*Your goal:* Count the lines in the entries that contain the word "white", matching case exactly, and give only the number.

***** Supplied records *****

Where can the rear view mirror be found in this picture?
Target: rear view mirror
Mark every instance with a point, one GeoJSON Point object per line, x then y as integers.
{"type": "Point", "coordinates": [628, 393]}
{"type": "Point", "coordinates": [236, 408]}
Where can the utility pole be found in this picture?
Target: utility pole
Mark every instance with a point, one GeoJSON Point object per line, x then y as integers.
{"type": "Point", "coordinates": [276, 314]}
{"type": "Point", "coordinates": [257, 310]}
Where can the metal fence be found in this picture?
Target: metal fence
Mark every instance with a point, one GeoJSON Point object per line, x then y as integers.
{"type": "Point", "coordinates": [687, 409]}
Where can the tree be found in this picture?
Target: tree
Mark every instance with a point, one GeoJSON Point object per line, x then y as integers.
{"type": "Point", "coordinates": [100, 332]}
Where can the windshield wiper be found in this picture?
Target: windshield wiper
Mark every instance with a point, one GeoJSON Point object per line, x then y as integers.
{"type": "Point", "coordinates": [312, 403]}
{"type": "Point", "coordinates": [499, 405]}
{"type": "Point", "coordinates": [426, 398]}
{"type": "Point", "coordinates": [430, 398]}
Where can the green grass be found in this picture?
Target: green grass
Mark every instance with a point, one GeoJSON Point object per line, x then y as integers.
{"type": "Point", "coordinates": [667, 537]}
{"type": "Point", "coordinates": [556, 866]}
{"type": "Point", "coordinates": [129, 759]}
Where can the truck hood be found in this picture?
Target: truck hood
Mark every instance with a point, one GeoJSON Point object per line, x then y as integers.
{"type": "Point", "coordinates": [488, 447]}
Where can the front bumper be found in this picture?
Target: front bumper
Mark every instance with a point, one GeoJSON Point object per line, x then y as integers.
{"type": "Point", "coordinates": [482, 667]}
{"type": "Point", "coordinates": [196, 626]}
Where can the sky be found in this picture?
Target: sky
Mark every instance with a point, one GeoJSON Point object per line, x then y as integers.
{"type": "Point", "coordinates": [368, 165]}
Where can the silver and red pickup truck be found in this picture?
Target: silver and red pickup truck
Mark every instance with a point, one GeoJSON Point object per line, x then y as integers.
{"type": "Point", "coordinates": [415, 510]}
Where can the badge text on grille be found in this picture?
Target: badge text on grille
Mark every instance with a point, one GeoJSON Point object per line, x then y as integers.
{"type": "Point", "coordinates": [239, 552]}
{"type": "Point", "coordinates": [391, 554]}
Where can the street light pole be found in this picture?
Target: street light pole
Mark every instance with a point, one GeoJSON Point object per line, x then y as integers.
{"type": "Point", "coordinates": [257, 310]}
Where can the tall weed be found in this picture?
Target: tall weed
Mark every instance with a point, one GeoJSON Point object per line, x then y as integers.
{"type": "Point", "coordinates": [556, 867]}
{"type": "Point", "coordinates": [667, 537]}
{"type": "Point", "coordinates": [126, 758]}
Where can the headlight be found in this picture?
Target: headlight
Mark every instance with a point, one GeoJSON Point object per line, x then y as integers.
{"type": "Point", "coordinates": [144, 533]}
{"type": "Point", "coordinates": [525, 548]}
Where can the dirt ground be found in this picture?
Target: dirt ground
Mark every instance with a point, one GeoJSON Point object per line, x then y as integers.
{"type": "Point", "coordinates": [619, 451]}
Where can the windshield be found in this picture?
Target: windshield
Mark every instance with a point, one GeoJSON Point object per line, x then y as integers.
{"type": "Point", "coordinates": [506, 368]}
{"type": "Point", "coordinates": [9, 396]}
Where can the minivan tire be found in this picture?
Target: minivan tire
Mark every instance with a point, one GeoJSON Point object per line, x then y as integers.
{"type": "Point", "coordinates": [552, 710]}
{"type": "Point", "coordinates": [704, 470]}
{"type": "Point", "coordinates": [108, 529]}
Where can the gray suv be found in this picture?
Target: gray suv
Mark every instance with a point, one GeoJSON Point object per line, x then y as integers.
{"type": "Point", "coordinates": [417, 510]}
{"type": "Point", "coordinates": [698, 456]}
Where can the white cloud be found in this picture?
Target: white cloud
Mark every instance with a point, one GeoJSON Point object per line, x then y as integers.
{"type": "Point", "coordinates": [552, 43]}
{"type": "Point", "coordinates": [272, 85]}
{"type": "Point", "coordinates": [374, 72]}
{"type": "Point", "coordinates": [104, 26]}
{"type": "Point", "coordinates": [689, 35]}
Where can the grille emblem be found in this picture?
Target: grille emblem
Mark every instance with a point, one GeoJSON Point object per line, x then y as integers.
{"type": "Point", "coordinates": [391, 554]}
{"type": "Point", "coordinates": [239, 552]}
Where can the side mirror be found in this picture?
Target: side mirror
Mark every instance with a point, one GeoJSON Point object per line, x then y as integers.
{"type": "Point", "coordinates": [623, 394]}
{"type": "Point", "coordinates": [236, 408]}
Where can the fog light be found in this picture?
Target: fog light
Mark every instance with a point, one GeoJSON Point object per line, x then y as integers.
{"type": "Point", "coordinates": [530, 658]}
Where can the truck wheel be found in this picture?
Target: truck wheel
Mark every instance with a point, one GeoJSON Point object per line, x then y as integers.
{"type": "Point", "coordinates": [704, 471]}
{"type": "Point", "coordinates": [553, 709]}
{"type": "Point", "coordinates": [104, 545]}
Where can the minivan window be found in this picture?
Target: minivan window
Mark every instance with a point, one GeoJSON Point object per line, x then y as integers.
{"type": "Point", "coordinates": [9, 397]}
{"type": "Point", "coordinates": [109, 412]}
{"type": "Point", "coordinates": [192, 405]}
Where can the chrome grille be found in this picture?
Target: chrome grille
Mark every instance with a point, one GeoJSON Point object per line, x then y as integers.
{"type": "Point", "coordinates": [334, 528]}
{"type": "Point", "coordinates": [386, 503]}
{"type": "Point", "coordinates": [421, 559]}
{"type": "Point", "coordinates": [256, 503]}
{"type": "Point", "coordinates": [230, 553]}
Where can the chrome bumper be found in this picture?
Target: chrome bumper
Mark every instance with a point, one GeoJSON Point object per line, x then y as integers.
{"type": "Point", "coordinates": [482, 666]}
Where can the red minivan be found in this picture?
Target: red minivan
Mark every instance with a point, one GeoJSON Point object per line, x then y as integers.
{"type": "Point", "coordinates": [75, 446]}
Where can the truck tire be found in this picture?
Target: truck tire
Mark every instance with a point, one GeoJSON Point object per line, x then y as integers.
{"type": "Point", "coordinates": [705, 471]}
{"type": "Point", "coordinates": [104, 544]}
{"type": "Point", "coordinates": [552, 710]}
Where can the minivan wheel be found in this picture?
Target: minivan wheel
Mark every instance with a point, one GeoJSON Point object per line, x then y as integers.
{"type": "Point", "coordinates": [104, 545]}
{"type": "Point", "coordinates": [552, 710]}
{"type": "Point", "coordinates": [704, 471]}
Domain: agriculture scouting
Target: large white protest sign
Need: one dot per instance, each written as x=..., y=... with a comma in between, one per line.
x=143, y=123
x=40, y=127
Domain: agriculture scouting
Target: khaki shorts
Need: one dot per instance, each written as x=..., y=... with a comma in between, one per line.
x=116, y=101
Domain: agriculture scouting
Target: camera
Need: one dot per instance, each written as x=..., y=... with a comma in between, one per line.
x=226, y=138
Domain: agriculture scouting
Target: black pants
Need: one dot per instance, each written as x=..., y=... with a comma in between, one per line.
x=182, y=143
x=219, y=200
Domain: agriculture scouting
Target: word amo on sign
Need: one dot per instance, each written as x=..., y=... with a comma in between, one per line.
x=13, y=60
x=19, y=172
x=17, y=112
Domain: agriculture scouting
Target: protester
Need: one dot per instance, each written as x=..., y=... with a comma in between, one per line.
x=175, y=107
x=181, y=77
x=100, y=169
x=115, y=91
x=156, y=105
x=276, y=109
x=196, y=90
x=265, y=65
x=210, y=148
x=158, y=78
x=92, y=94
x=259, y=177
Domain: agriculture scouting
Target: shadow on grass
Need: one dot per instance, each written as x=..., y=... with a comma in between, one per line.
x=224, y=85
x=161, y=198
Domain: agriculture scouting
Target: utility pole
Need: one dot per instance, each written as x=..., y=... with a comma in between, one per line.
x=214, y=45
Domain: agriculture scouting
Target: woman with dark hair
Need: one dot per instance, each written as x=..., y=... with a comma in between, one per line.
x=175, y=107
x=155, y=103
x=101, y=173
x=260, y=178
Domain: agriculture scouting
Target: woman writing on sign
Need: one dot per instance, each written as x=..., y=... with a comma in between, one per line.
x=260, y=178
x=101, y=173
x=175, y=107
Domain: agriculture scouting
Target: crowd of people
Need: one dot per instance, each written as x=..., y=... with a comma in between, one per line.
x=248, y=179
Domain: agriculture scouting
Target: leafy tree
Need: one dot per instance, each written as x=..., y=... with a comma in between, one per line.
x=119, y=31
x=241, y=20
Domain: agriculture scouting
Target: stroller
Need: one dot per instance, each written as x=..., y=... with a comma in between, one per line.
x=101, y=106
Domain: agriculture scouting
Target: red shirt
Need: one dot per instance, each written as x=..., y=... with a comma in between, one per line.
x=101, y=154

*****

*Response below:* 3